━━━━━ Record excerpts ━━━━━
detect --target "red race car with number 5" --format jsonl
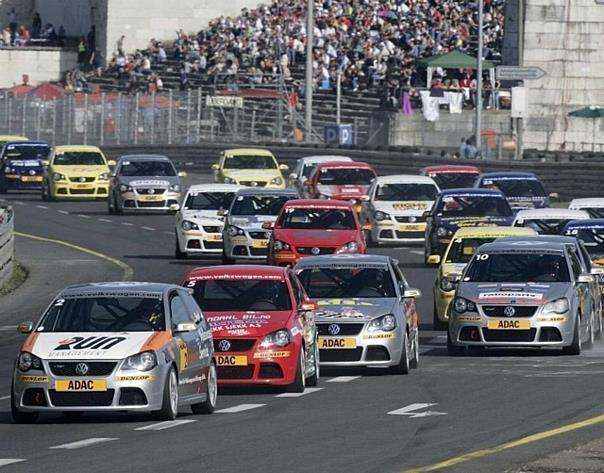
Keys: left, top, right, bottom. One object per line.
{"left": 182, "top": 265, "right": 320, "bottom": 392}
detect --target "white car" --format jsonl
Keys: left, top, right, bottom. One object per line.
{"left": 288, "top": 155, "right": 352, "bottom": 194}
{"left": 175, "top": 184, "right": 242, "bottom": 258}
{"left": 363, "top": 175, "right": 440, "bottom": 245}
{"left": 569, "top": 198, "right": 604, "bottom": 219}
{"left": 513, "top": 208, "right": 590, "bottom": 234}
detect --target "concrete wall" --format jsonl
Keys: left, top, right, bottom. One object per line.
{"left": 0, "top": 48, "right": 77, "bottom": 87}
{"left": 523, "top": 0, "right": 604, "bottom": 152}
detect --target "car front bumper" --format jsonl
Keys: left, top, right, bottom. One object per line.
{"left": 223, "top": 234, "right": 269, "bottom": 261}
{"left": 371, "top": 221, "right": 426, "bottom": 244}
{"left": 51, "top": 182, "right": 109, "bottom": 199}
{"left": 434, "top": 284, "right": 455, "bottom": 323}
{"left": 177, "top": 229, "right": 224, "bottom": 255}
{"left": 4, "top": 174, "right": 43, "bottom": 190}
{"left": 117, "top": 190, "right": 180, "bottom": 211}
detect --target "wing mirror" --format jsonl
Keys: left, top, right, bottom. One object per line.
{"left": 422, "top": 210, "right": 432, "bottom": 218}
{"left": 41, "top": 160, "right": 49, "bottom": 167}
{"left": 289, "top": 172, "right": 298, "bottom": 180}
{"left": 403, "top": 288, "right": 422, "bottom": 298}
{"left": 360, "top": 195, "right": 370, "bottom": 202}
{"left": 279, "top": 164, "right": 289, "bottom": 171}
{"left": 590, "top": 267, "right": 604, "bottom": 275}
{"left": 427, "top": 254, "right": 441, "bottom": 265}
{"left": 107, "top": 159, "right": 116, "bottom": 166}
{"left": 300, "top": 301, "right": 319, "bottom": 312}
{"left": 549, "top": 192, "right": 559, "bottom": 199}
{"left": 174, "top": 322, "right": 197, "bottom": 333}
{"left": 578, "top": 274, "right": 595, "bottom": 283}
{"left": 18, "top": 322, "right": 33, "bottom": 334}
{"left": 211, "top": 164, "right": 220, "bottom": 171}
{"left": 218, "top": 209, "right": 229, "bottom": 217}
{"left": 261, "top": 222, "right": 274, "bottom": 230}
{"left": 178, "top": 171, "right": 187, "bottom": 177}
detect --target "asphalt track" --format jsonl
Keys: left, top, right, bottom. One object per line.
{"left": 2, "top": 174, "right": 604, "bottom": 473}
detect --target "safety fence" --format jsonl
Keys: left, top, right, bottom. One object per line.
{"left": 0, "top": 206, "right": 14, "bottom": 289}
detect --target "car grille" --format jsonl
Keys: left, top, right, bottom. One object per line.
{"left": 70, "top": 189, "right": 96, "bottom": 195}
{"left": 259, "top": 363, "right": 284, "bottom": 379}
{"left": 203, "top": 226, "right": 221, "bottom": 233}
{"left": 69, "top": 177, "right": 95, "bottom": 183}
{"left": 395, "top": 231, "right": 424, "bottom": 239}
{"left": 250, "top": 247, "right": 268, "bottom": 256}
{"left": 481, "top": 306, "right": 538, "bottom": 318}
{"left": 395, "top": 216, "right": 426, "bottom": 223}
{"left": 319, "top": 347, "right": 363, "bottom": 362}
{"left": 137, "top": 200, "right": 166, "bottom": 208}
{"left": 297, "top": 247, "right": 336, "bottom": 255}
{"left": 203, "top": 241, "right": 222, "bottom": 250}
{"left": 136, "top": 188, "right": 166, "bottom": 195}
{"left": 213, "top": 339, "right": 256, "bottom": 352}
{"left": 317, "top": 323, "right": 364, "bottom": 336}
{"left": 249, "top": 231, "right": 270, "bottom": 240}
{"left": 482, "top": 328, "right": 537, "bottom": 342}
{"left": 49, "top": 390, "right": 115, "bottom": 407}
{"left": 49, "top": 361, "right": 117, "bottom": 376}
{"left": 217, "top": 365, "right": 254, "bottom": 379}
{"left": 240, "top": 181, "right": 267, "bottom": 187}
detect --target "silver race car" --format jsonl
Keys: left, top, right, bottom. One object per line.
{"left": 12, "top": 282, "right": 216, "bottom": 423}
{"left": 448, "top": 239, "right": 597, "bottom": 355}
{"left": 295, "top": 254, "right": 420, "bottom": 374}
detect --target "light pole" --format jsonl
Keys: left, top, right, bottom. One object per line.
{"left": 305, "top": 0, "right": 314, "bottom": 142}
{"left": 475, "top": 0, "right": 484, "bottom": 157}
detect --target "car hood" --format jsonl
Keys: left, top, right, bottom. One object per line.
{"left": 51, "top": 165, "right": 109, "bottom": 176}
{"left": 438, "top": 216, "right": 513, "bottom": 230}
{"left": 374, "top": 200, "right": 433, "bottom": 216}
{"left": 458, "top": 282, "right": 569, "bottom": 305}
{"left": 205, "top": 311, "right": 293, "bottom": 338}
{"left": 274, "top": 229, "right": 359, "bottom": 247}
{"left": 317, "top": 184, "right": 369, "bottom": 199}
{"left": 222, "top": 169, "right": 282, "bottom": 181}
{"left": 180, "top": 209, "right": 224, "bottom": 224}
{"left": 4, "top": 159, "right": 43, "bottom": 171}
{"left": 228, "top": 215, "right": 277, "bottom": 229}
{"left": 30, "top": 332, "right": 155, "bottom": 360}
{"left": 119, "top": 176, "right": 178, "bottom": 187}
{"left": 507, "top": 196, "right": 549, "bottom": 211}
{"left": 315, "top": 298, "right": 397, "bottom": 323}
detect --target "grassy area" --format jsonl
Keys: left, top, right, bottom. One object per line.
{"left": 0, "top": 263, "right": 28, "bottom": 297}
━━━━━
Copy from the entries above each line in which the string "format" can be found.

Expected answer >>
detect --target "red race car with number 5" --format jsonl
detect --target "white car" --format jsonl
detect --target "concrete wall" --format jsonl
detect --target "car front bumper" --format jsonl
detect --target "wing mirror" --format jsonl
detect --target "asphalt track" --format jsonl
detect --target "safety fence" --format jsonl
detect --target "car grille" --format jsonl
detect --target "silver race car" --format jsonl
detect --target "light pole" --format jsonl
detect --target "car hood" --format jsonl
detect --target "grassy area" --format jsonl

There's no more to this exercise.